== SELECTED EXTRACT ==
::::::::::
Not quite, but last year represented a turning point for how the investment community views biodiversity. Asset managers launched nine new biodiversity funds in 2022, adding to the seven existing ones. 

Fidelity Funds’ sustainable biodiversity fund, for example, was launched in September with the aim to invest in companies that enable the stabilization or mitigation of biodiversity loss through their technologies and solutions. To date, it has only attracted $5 million of assets under management. Axa’s ACT biodiversity fund launched in April 2022; it has over $144 million under management, invested in companies that reduce or limit the negative impact of human’s activities on biodiversity. 

While these funds and other other new ones have boosted the total assets under management for biodiversity-focused funds triple, they cumulatively held less than $1 billion in assets at the end of 2022. For perspective, BlackRock raised $4.5 billion for a single climate-focused infrastructure fund last year, and the firm’s BFG Circular Economy fund has more than $1.8 billion of assets under management. 

Why now? 

The growing interest in biodiversity isn’t a coincidence. At the UN Biodiversity Conference (COP 15) that took place in Montreal in December, corporations, governments and NGOs came together to agree on a set of goals for nature over the next decade. One major outcome was an agreement to protect 30 percent of Earth by 2030. 

There are many benefits to getting the private sector on board with efforts to protect biodiversity. For one thing, private entities can often move faster than public sector counterparts and pivot more quickly as new information supports better decision-making. Consider the beginning of the COVID-19 pandemic, when tech companies began canceling in-person events and ordering employees to work from home while politicians continued to debate the need for shutdowns and safety measures.

Private sector financing also provides access to additional capital for biodiversity-related investments and can have faster feedback loops such as quarterly reporting and regular redemption periods that offer investors the opportunity to pull their money out of an investment fund. This drives accountability in capital allocation.

What’s more, the depth and speed of private capital markets is critical to efforts to protect Earth’s biodiversity, as trillions of dollars will be needed over the next decade. 

Fortunately, there is precedent for mobilizing private capital markets to address sustainability challenges. Investors have been asking corporations to report on  their greenhouse gas (GHG) emissions for decades — now, 71 percent of S&P 500 companies disclose them. An entire “carbon accounting” industry has developed around helping corporations, governments and other organizations measure and report carbon/GHG emissions — with the carbon accounting software market valued at $15.3 billion for 2023. 

Investors love data, so that’s what’s next for biodiversity. Frameworks and methods for collecting, analyzing, reporting and comparing corporate impacts on biodiversity are being developed and published. Everyone’s attention is on the Taskforce for Nature-related Financial Disclosures, which is supposed to release final recommendations for reporting in September. The framework will lay out how corporations can report and act on nature-related risks. 

Financial institutions are preparing for the avalanche of biodiversity data that will soon be incorporated into their investment analysis. Data providers such as S&P Global Sustainable1 and Nature Alpha are launching new products to help investors track biodiversity-related risks in their portfolios. New tools for monitoring the impact of corporations on biodiversity are definitely needed: A report published last month by Share Action found the majority of asset managers lack engagement and proxy voting policies related to biodiversity. 

It is certainly a good thing to see the private sector starting to recognize the need to act to prevent a biodiversity loss crisis, but doing so will require a lot more than a handful of biodiversity themed investments funds collectively managing $1 billion. We need the global economy to value biodiversity as if its life depends on it.
::::::::::
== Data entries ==

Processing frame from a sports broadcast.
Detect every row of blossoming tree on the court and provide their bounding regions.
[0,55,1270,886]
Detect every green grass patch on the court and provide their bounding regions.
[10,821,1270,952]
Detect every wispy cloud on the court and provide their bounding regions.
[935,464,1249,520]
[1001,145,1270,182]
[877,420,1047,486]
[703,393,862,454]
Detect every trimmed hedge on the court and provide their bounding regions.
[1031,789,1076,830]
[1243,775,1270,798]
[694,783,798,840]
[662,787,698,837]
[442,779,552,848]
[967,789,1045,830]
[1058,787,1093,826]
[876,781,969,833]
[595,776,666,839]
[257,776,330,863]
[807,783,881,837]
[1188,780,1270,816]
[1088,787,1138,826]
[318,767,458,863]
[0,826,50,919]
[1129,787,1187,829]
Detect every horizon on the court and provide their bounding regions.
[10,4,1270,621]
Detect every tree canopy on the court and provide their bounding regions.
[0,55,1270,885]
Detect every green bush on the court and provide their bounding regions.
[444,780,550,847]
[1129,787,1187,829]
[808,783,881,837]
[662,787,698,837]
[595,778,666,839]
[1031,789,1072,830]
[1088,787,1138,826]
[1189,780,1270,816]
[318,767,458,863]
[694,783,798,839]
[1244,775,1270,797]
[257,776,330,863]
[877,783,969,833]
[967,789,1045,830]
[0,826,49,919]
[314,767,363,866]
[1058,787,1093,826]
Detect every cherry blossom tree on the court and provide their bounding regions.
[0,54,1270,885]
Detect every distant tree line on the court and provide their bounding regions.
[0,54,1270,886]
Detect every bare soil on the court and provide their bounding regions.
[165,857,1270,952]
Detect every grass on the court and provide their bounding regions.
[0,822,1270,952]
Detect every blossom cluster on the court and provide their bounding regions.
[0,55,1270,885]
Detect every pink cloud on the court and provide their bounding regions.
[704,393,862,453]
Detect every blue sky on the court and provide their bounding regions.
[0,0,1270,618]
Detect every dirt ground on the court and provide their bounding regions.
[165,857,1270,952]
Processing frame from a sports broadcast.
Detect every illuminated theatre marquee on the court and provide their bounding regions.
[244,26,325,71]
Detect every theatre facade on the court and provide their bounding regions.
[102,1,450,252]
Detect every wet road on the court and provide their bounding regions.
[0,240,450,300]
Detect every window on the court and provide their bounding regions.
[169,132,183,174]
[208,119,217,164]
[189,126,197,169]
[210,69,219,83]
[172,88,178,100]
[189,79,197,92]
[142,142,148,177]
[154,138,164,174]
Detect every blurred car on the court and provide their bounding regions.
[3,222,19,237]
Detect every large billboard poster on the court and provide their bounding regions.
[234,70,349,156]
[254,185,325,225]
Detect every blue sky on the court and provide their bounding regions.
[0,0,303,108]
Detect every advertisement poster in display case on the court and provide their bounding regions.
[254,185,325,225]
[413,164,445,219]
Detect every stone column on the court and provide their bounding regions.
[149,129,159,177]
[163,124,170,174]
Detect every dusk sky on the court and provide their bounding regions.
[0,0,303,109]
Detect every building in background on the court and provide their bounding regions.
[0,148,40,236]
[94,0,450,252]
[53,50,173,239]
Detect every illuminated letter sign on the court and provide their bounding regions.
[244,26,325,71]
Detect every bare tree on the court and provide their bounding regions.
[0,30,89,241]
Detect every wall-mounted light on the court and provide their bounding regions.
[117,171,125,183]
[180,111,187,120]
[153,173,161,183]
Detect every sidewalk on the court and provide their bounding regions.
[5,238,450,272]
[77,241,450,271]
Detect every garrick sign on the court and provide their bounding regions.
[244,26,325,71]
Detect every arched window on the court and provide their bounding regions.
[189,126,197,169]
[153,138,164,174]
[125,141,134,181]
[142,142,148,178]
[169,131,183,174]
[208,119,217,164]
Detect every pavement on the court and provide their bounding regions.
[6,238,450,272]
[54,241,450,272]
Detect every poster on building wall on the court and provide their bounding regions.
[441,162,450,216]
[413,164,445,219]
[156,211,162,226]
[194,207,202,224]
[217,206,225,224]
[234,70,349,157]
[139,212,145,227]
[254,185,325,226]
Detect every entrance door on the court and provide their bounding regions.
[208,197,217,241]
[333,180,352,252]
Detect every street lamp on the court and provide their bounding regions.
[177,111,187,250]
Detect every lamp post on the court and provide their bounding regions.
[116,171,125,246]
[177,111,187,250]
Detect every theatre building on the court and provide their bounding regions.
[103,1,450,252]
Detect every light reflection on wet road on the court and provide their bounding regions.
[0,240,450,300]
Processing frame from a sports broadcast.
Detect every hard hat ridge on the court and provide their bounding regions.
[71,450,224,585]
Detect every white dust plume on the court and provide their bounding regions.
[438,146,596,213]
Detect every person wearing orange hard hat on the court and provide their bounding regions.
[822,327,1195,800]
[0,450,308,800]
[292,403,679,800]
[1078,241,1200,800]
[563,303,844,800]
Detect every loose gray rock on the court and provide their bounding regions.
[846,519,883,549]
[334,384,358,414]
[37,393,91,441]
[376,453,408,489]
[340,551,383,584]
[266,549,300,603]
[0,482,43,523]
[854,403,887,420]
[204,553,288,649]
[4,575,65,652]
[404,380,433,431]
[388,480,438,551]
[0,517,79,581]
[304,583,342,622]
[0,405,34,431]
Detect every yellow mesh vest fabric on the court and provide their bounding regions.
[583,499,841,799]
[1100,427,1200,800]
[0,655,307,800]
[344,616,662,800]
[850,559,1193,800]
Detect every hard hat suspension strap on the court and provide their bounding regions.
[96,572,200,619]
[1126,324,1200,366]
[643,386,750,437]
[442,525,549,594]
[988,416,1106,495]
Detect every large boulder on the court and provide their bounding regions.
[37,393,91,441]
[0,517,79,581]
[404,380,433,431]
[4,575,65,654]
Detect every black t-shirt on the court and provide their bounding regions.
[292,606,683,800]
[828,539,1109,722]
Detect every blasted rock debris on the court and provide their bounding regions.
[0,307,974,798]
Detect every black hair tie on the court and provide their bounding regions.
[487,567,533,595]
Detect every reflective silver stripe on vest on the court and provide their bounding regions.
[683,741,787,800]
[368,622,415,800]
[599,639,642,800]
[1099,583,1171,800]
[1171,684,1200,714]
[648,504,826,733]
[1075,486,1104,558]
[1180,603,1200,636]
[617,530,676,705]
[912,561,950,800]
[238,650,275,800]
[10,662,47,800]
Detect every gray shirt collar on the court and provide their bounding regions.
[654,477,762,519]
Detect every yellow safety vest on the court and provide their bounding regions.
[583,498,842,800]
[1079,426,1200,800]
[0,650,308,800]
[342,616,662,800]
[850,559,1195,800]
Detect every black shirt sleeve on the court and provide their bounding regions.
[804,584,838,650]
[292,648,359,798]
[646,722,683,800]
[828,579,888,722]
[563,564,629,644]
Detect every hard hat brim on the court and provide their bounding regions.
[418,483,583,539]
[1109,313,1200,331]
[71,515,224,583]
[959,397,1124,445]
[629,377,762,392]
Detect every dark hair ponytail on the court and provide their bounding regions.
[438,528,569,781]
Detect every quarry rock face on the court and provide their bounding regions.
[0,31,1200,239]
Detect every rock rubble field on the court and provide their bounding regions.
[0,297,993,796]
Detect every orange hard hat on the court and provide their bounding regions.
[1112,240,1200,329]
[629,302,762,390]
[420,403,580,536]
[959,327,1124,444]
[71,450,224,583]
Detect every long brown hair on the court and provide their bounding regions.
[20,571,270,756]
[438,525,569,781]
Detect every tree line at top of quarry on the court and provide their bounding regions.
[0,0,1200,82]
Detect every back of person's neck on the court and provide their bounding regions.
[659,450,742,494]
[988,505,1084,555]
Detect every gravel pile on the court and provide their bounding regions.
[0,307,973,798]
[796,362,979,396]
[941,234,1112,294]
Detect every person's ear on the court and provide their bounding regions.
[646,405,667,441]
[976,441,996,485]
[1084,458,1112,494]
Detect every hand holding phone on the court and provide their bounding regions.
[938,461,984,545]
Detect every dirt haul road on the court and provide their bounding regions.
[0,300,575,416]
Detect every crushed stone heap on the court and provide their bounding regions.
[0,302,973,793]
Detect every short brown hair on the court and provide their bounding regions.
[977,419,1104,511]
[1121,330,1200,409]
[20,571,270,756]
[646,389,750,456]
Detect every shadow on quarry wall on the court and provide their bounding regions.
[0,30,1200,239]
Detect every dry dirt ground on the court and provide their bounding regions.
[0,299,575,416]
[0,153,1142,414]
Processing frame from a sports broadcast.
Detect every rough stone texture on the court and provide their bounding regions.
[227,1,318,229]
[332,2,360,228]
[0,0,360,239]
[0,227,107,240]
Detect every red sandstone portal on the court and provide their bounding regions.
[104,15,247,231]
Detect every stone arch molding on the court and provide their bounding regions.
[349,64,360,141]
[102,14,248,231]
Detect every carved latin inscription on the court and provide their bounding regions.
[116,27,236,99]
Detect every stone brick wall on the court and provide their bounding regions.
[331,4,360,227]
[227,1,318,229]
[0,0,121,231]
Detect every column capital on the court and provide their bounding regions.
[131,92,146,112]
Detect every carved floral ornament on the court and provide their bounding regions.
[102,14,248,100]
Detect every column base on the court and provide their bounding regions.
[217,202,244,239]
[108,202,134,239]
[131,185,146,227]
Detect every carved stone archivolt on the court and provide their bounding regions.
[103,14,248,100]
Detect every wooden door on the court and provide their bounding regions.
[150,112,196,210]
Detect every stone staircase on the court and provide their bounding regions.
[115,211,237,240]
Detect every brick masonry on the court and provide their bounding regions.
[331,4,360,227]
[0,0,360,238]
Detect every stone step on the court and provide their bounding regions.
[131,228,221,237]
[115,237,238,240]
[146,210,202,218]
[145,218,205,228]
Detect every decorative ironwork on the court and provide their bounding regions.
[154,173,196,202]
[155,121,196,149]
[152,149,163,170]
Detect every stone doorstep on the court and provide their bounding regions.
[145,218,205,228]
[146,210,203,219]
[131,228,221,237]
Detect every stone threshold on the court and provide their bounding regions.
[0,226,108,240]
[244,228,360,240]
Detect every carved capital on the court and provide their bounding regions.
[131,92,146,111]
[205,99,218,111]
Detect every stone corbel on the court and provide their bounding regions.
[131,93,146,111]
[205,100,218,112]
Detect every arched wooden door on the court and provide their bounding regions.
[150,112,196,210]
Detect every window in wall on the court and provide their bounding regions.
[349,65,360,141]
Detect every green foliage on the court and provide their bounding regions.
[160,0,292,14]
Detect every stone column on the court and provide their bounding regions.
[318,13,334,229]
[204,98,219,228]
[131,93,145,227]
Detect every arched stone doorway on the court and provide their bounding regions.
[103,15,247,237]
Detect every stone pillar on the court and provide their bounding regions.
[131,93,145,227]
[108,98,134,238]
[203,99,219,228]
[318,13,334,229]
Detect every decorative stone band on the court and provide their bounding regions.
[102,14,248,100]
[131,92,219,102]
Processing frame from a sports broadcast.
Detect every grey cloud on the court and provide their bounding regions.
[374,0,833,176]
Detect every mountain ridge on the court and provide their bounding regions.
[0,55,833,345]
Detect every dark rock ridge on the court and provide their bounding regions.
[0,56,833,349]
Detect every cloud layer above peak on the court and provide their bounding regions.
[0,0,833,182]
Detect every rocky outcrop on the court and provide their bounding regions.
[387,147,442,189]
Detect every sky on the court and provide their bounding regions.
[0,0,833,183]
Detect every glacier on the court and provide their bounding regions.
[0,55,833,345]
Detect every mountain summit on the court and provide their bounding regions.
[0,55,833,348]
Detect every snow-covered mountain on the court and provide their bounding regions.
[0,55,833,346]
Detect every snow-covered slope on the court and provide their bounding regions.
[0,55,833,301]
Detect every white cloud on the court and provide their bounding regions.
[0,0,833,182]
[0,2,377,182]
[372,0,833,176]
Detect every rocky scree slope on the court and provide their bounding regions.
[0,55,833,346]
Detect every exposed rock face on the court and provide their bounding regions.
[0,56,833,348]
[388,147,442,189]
::::::::::
== INSTRUCTIONS ==
1. In the biodiversity investing text, how many new biodiversity funds did asset managers launch in 2022?
2. In the biodiversity investing text, switch "quarterly reporting" to "monthly reporting" and write out the passage starting with "Private sector financing" and going on through "needed over the next decade.".

== ANSWERS BY ITEM ==
1. Nine.

2.
Private sector financing also provides access to additional capital for biodiversity-related investments and can have faster feedback loops such as monthly reporting and regular redemption periods that offer investors the opportunity to pull their money out of an investment fund. This drives accountability in capital allocation.

What’s more, the depth and speed of private capital markets is critical to efforts to protect Earth’s biodiversity, as trillions of dollars will be needed over the next decade.